### TASK DIRECTIONS
Copy out the stretch from the start of the entries through the line that contains "point(618, 473)", requests included, and shift every x and y coordinate in the answer points by -21. Leave the pictures out.

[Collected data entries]
-.-.-

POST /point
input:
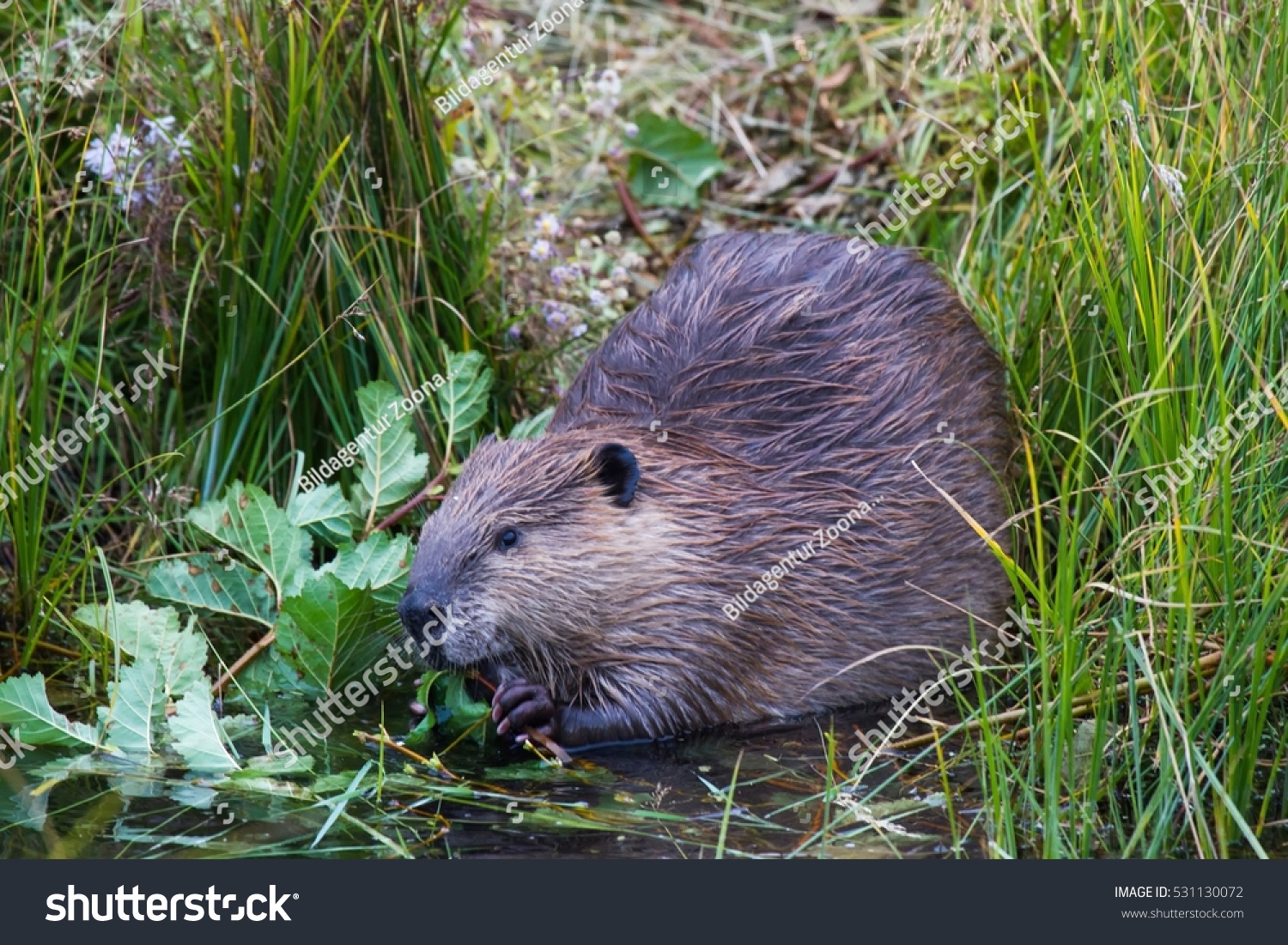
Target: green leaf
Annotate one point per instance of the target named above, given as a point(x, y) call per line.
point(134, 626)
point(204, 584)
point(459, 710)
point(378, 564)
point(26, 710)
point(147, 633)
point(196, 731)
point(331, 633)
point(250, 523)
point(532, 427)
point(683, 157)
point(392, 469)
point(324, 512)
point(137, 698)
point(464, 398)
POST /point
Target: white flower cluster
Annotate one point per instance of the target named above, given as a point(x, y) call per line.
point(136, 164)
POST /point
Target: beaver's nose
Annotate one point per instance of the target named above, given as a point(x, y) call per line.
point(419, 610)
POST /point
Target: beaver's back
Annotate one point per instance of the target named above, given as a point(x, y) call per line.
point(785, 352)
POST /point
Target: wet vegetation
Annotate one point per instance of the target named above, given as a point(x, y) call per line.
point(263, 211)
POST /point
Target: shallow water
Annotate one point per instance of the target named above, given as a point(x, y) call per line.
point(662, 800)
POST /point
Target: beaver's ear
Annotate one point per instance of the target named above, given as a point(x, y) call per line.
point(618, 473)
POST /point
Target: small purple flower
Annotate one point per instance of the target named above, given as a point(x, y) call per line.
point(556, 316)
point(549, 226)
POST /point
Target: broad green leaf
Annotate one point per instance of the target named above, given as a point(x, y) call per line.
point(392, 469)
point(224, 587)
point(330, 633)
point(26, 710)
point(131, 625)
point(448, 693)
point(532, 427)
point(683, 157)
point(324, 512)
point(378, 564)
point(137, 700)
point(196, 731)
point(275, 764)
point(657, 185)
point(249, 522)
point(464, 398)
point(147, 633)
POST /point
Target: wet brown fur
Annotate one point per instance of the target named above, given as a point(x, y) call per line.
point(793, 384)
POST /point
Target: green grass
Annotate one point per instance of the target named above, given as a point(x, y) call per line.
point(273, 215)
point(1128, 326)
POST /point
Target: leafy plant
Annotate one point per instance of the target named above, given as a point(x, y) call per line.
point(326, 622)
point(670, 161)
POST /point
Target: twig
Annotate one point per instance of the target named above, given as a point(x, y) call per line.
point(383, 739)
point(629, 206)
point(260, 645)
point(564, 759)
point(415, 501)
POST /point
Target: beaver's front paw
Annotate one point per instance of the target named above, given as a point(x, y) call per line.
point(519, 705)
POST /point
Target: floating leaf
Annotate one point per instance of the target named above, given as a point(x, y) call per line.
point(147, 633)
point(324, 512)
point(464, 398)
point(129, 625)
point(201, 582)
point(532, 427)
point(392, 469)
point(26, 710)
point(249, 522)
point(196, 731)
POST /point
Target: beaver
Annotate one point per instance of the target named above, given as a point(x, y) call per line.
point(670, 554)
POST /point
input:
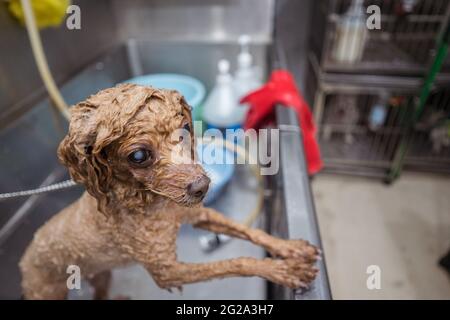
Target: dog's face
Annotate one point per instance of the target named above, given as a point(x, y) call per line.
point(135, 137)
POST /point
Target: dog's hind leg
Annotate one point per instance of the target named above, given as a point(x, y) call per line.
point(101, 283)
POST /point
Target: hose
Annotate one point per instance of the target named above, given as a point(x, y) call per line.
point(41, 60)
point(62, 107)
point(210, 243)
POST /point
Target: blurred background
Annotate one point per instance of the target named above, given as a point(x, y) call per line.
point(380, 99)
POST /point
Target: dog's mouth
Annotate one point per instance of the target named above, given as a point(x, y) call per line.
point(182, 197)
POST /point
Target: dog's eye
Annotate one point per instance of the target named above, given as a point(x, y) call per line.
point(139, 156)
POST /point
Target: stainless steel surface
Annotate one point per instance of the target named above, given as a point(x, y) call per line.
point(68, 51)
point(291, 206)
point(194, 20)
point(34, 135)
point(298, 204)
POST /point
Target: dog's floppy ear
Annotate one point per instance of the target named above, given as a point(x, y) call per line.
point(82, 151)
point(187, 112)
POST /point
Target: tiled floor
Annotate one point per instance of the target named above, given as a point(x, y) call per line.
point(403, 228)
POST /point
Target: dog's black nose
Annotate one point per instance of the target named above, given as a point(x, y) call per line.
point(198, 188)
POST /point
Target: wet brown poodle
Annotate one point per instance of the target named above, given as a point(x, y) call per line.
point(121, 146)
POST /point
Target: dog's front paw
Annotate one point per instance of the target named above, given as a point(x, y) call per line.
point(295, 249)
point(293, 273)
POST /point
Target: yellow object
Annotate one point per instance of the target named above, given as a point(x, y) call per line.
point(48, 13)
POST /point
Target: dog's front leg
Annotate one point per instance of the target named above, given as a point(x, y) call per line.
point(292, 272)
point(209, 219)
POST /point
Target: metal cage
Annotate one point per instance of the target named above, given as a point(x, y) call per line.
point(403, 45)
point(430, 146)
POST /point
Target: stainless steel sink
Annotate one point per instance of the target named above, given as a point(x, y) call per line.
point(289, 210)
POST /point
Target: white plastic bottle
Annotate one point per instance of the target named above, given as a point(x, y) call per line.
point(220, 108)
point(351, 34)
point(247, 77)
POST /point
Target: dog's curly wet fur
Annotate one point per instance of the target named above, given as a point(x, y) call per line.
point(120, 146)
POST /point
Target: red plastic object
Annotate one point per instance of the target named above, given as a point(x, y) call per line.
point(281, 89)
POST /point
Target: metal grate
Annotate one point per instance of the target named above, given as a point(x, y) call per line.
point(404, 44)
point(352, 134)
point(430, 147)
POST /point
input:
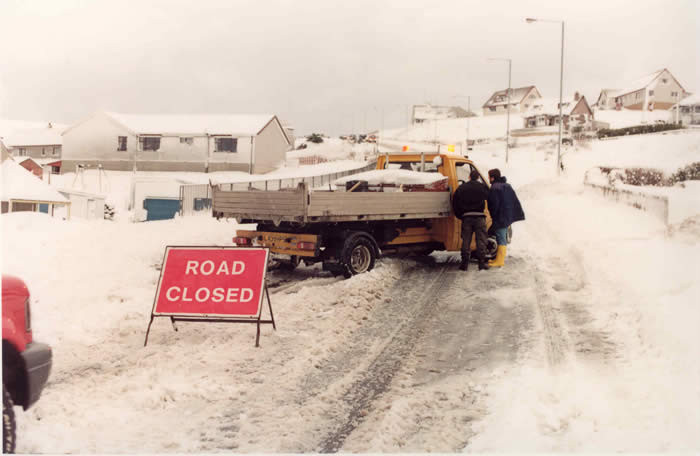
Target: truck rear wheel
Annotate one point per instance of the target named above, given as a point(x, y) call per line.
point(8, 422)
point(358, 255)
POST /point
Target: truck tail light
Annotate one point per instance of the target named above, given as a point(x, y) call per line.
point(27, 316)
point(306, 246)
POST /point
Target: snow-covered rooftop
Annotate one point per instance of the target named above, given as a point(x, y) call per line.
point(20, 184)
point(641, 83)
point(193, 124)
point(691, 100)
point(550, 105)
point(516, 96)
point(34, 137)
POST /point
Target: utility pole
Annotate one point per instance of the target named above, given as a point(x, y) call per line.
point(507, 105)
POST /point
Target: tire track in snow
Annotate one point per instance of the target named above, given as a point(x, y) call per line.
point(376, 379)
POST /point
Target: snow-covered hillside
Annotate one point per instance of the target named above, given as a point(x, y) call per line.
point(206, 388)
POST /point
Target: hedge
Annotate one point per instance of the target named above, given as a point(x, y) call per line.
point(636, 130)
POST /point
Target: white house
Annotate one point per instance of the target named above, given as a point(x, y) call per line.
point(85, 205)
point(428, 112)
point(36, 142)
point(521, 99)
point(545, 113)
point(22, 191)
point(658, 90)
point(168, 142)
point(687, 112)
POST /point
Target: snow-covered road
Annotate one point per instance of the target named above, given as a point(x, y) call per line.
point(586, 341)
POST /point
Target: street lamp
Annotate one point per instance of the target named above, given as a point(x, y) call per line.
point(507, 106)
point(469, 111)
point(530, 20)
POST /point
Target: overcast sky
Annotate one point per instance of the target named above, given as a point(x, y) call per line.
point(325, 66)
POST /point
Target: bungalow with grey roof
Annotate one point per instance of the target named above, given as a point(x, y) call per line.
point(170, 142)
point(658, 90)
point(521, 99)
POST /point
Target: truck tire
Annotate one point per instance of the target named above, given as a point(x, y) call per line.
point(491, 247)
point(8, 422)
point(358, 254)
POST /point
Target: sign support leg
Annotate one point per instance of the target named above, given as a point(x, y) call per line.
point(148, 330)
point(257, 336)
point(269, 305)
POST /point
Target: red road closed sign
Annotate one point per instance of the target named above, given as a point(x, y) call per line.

-.-.-

### SOLUTION FOR THIS PROBLEM
POST /point
input:
Target: green leaf
Annotate one point per instance of the target named above, given as a point(x, y) call per line.
point(113, 605)
point(183, 563)
point(438, 689)
point(357, 543)
point(5, 689)
point(126, 612)
point(175, 710)
point(310, 612)
point(229, 502)
point(511, 406)
point(662, 136)
point(371, 448)
point(303, 491)
point(116, 677)
point(443, 377)
POST /point
Target: white flower cluster
Annotate one point per instance of the target named above, given as a point(x, y) call per line.
point(115, 143)
POST /point
Target: beaver's nose
Annotate one point per instance of the target named above, given as a point(x, y) call per line.
point(398, 589)
POST /point
Target: beaver's back
Annotate one point per instance of the target named above, given as a point(x, y) call per line.
point(764, 331)
POST /point
Target: wet vegetation
Annotate one point per instance of the target named above, given as a point(x, y) call per line.
point(242, 190)
POST /point
Target: shallow water
Annotate one point per instance of the target named above, given as a point(x, y) call per line.
point(641, 779)
POST /point
Target: beaver's ear
Annotate one point per instance of the target named above, given as a point(x, y) call per line.
point(597, 452)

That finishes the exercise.